▶ Provided text
┄┄┄┄┄┄┄┄┄┄┄┄┄┄┄┄┄┄┄┄
Can Schools Teach Innovation?

Part 1 - The Think & Make program improves students’ abilities to explore new untested approaches to solve problems.


The Skill Gap


"The World Bank estimates one billion young people will enter the job market in the next decade but only 40% will find jobs that currently exist. An urgent shift in education is needed to foster job creation and the corresponding skills of innovation and entrepreneurship".


Employers, educationalists and policymakers are finding that recent graduates are unprepared to succeed in the workforce because they lack foundational “soft skills.”


The fact that the young graduates lack the soft skills needed to successfully navigate the VUCA world (Volatile, Uncertain, Complex and Ambiguous) and how the present education system is not equipping the students with the skills they need to succeed has been widely discussed and is a cause for concern.


What is Innovation?


Innovation, one important soft skill, often defined as the production of knowledge or solutions that create value, through experimentation is considered as a prerequisite for economic growth of a nation and prosperity of its citizens. The future of an economy, the strength of democracy, and even the health of the planet's ecosystem greatly depends on educating future generations to innovate. The National Curriculum Framework, NITI Aayog’s Atal Innovation Mission as well as the Atal Tinkering Labs are a step in this direction by the government.


Despite ample evidence highlighting the importance of fostering students’ innovation, our education system is yet to prioritize teaching it in our schools. What does innovation mean in formal education? How can it be taught and learnt, and how do we know whether students have acquired it?


Think and Make Program - intervention aimed at teaching Innovation in Schools


In this context, Inqui-lab designed a unique program called Think and Make with an aim to foster innovation skills in middle school students. The Think & Make is a two-year long intervention program which provides opportunities for students to explore and solve problems in their surroundings through a design thinking approach. In the year 2022, the first year of the program was piloted in 40 government residential schools in Telangana, covering 3200 students.


Research Study - testing the efficacy of Think and Make


The first year of the intervention was subjected to a randomized field experiment to study its impact on innovation skills. The study was designed and executed by Saloni Gupta, an independent research scholar from Columbia University’s Teachers College.


Experimental Design


40 schools each were randomly allocated to the treatment and control groups from a sampling frame of 286 social welfare government schools in Telangana. The students in the treatment group participated in the weekly Think & Make sessions throughout the year. At the end of the program, both treatment and control group students developed a solution for the problem identified by them.

The following four measures of innovation were used in the study.

  1. The Lemonade Stand Game to measure students ability to explore new untested approaches and determine higher value-added solutions.

  2. Ability to develop innovative solutions.

  3. Seed grants raised for the solutions in a Shark Tank event.

  4. Feedback on the developed solutions from the user community.
┄┄┄┄┄┄┄┄┄┄┄┄┄┄┄┄┄┄┄┄
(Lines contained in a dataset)
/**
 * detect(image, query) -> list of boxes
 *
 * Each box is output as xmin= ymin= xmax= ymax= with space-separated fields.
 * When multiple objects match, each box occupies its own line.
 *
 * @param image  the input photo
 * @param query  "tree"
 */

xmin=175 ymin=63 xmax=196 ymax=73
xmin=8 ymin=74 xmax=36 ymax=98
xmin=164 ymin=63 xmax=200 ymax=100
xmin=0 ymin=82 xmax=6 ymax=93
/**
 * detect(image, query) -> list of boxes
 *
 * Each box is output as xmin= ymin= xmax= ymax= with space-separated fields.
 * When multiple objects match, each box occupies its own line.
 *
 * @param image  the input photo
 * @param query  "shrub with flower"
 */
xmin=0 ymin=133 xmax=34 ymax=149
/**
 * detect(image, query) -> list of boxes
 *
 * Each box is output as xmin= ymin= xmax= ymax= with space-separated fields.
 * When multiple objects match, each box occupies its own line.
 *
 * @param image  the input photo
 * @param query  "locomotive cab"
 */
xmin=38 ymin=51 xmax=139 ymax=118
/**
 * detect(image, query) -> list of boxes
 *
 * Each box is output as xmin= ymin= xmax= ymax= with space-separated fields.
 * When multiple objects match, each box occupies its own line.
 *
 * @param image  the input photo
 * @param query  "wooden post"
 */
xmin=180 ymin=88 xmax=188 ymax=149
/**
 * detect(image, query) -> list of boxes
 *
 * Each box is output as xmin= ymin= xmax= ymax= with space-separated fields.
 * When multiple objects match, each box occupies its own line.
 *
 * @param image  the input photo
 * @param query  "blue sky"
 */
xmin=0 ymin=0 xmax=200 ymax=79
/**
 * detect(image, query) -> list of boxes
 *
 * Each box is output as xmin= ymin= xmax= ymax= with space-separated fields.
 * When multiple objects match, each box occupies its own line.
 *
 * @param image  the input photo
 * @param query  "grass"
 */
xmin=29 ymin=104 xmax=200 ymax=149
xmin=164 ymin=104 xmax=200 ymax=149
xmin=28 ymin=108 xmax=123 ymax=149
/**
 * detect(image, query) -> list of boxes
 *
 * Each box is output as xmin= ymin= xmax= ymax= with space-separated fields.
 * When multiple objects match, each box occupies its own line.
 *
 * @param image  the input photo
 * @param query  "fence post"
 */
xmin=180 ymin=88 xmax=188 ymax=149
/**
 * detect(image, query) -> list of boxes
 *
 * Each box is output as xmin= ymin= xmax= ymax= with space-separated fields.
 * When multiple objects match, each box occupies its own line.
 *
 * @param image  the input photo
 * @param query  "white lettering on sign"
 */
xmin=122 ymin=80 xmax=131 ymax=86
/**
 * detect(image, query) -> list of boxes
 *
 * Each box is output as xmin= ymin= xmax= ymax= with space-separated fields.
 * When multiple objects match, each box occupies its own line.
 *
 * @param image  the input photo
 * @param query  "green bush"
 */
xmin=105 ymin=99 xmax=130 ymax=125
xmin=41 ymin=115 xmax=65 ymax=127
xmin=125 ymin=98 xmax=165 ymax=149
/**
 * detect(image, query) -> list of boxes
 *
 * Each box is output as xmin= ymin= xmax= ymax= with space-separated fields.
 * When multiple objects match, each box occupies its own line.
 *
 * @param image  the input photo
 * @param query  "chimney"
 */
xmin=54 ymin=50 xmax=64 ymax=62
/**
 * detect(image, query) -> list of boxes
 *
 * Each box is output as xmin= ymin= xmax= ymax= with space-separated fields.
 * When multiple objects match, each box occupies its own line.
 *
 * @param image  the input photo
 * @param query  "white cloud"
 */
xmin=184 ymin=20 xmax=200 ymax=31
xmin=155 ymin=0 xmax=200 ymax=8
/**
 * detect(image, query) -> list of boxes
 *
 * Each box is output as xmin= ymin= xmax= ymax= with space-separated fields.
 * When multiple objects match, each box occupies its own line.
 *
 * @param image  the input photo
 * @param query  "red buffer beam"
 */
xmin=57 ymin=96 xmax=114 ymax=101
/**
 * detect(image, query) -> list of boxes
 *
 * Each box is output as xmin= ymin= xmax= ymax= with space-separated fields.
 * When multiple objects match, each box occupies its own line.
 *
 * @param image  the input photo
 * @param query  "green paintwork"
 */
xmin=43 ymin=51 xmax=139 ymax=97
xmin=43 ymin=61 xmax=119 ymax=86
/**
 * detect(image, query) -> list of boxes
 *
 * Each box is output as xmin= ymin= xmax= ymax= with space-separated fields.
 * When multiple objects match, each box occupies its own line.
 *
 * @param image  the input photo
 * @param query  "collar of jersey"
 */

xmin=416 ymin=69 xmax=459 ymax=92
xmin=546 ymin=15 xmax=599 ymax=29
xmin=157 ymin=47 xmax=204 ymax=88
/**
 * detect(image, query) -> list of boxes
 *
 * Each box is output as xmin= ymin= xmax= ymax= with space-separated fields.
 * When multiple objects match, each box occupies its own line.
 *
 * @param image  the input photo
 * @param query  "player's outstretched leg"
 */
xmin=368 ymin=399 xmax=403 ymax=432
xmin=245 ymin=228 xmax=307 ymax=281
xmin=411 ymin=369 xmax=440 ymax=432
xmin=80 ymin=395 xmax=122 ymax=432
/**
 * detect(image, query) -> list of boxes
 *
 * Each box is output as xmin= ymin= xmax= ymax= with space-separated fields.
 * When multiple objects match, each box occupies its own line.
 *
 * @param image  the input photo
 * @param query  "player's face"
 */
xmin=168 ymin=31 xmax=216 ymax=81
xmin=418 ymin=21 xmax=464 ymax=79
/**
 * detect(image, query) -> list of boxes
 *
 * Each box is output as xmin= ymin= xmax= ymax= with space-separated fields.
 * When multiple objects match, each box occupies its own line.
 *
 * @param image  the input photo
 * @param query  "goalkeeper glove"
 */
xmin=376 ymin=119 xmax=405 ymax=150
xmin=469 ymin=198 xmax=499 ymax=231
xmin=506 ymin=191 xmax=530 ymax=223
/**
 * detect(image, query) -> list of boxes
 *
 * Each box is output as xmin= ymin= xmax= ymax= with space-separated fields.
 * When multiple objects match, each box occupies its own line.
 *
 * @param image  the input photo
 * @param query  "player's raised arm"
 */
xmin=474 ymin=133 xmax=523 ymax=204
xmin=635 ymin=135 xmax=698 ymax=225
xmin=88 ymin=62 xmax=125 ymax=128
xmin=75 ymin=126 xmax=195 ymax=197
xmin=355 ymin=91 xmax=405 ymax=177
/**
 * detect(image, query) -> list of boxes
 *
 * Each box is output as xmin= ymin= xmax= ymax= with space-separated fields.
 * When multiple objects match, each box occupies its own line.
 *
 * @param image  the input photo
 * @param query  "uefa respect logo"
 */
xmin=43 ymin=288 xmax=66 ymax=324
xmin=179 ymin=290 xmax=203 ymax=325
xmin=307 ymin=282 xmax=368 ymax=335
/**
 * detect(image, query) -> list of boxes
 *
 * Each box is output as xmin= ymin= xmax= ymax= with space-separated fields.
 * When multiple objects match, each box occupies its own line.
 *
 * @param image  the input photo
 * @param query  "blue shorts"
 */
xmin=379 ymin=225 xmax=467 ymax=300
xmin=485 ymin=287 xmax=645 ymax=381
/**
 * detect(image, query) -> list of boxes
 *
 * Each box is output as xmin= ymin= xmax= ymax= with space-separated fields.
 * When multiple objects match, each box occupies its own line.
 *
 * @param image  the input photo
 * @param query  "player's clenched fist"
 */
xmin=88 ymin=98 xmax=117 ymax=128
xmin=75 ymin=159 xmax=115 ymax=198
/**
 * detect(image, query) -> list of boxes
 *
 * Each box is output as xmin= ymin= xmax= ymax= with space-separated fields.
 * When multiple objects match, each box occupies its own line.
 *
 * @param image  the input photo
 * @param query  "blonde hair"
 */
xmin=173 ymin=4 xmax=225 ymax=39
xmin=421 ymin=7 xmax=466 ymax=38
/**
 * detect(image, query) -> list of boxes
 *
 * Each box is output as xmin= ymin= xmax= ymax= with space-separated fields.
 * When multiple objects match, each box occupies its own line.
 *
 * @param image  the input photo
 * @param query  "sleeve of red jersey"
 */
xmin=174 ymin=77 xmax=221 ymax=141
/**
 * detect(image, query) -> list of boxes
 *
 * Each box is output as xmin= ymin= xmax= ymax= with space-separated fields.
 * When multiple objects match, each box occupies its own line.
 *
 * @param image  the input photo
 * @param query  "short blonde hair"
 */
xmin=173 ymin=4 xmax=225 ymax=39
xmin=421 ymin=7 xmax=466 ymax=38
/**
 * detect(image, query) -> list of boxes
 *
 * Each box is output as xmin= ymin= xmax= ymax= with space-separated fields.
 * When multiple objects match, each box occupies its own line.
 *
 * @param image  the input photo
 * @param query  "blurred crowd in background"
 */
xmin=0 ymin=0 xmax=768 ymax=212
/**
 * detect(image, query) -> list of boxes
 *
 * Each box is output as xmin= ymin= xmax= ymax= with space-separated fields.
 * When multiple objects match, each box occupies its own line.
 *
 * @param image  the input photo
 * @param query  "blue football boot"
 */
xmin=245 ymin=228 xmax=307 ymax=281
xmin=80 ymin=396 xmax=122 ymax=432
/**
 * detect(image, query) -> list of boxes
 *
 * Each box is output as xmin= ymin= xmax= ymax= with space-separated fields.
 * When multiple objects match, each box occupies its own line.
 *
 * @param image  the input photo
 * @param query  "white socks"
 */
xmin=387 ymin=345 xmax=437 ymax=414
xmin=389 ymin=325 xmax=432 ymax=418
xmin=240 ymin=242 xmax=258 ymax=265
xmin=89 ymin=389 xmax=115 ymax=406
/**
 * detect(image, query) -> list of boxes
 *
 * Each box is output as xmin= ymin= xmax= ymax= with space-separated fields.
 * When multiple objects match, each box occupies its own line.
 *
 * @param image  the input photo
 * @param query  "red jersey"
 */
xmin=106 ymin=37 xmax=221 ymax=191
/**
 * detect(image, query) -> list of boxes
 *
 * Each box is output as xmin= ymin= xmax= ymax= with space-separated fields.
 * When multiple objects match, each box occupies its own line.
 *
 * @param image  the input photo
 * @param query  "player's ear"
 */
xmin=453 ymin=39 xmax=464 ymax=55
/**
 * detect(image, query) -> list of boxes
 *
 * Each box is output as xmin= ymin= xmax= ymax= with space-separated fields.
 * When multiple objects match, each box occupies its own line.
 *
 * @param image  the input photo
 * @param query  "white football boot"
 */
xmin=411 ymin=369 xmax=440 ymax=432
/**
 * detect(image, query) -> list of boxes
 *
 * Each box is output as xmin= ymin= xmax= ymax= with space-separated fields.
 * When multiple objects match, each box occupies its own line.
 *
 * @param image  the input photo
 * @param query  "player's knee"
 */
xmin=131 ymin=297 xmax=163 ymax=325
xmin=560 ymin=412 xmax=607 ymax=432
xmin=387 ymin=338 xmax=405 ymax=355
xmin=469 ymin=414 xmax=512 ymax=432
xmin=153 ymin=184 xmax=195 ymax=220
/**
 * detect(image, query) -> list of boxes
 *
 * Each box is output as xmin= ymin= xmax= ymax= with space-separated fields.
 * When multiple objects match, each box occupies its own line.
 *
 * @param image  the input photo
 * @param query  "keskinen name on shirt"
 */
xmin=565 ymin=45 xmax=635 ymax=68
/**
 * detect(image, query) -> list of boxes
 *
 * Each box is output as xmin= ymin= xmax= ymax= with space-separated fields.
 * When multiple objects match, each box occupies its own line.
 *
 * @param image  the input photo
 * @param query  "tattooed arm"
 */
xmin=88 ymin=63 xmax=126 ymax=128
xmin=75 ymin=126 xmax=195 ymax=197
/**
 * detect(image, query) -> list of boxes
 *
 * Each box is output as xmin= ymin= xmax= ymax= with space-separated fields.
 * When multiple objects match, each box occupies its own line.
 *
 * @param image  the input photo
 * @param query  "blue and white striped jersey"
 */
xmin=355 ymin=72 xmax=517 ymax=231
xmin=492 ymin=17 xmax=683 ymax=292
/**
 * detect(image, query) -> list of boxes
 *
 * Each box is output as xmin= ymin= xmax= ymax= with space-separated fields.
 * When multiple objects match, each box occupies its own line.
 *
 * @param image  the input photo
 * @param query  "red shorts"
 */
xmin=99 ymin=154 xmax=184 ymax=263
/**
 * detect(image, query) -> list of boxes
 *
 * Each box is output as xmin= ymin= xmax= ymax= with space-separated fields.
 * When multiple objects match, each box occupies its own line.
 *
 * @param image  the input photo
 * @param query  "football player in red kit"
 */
┄┄┄┄┄┄┄┄┄┄┄┄┄┄┄┄┄┄┄┄
▶ Exercise instructions
(a) According to the article on teaching innovation in schools, how many students did the 2022 pilot of Think and Make cover?
(b) Summarize the article on teaching innovation in schools in two sentences.
(c) Continue the article on teaching innovation in schools from where it stops.
These lines are separate material from the article on teaching innovation in schools.

▶ Solved problems
(a) 3200 students, across 40 government residential schools in Telangana.

(b) Recent graduates are found to lack soft skills such as innovation, and the education system has yet to prioritize teaching it in schools. Inqui-lab's two-year Think and Make program uses a design thinking approach to build innovation skills in middle school students, and its first year, piloted in Telangana in 2022, was tested in a randomized field experiment using four measures of innovation.

(c)
Measuring Innovation - The Lemonade Stand Game


As a part of the test, students control the operations of a computerized lemonade stand and must optimize their choices of a)location, b) ingredients and c) price to discover a more profitable strategy [adapted version of the task used by Ederer and Manso (2008)]. The experiment lasts 20 rounds. 10 Practice rounds encourage students to experiment continuously and 10 Live rounds provide an incentive to be a winner in the class. In each round, students make decisions on how to run the lemonade stand. These decisions involve the location of the stand, the sugar, the lemon and the masala content and the price, yielding 2376 possible combinations.


At the end of each round, students learn the profits they obtained during that round. But students do not know the profits associated with each of the available choices. Thus, the students face the choice between fine-tuning the product choice decisions given to them or exploring different locations and product mix (sugar, price, masala and lemon) to discover a more profitable strategy. For eg: a student could choose to sell lemonade at the Market with a few ingredients and make a decent profit, however, upon tinkering the location to a busier School, the profit margin would go up.


Learnings from the Lemonade Stand Game


Students in the treatment group explored more than students in the control group by experimenting with more unique combinations of input choices in an attempt to find profitable strategies. This difference was found to be statistically significant (p < 0.01) with an effect size of 0.14 SD.


More students in the treatment group were able to reach higher profits than students in the control group. This difference was found to be statistically significant (p < 0.05) with an effect size of 0.08 SD.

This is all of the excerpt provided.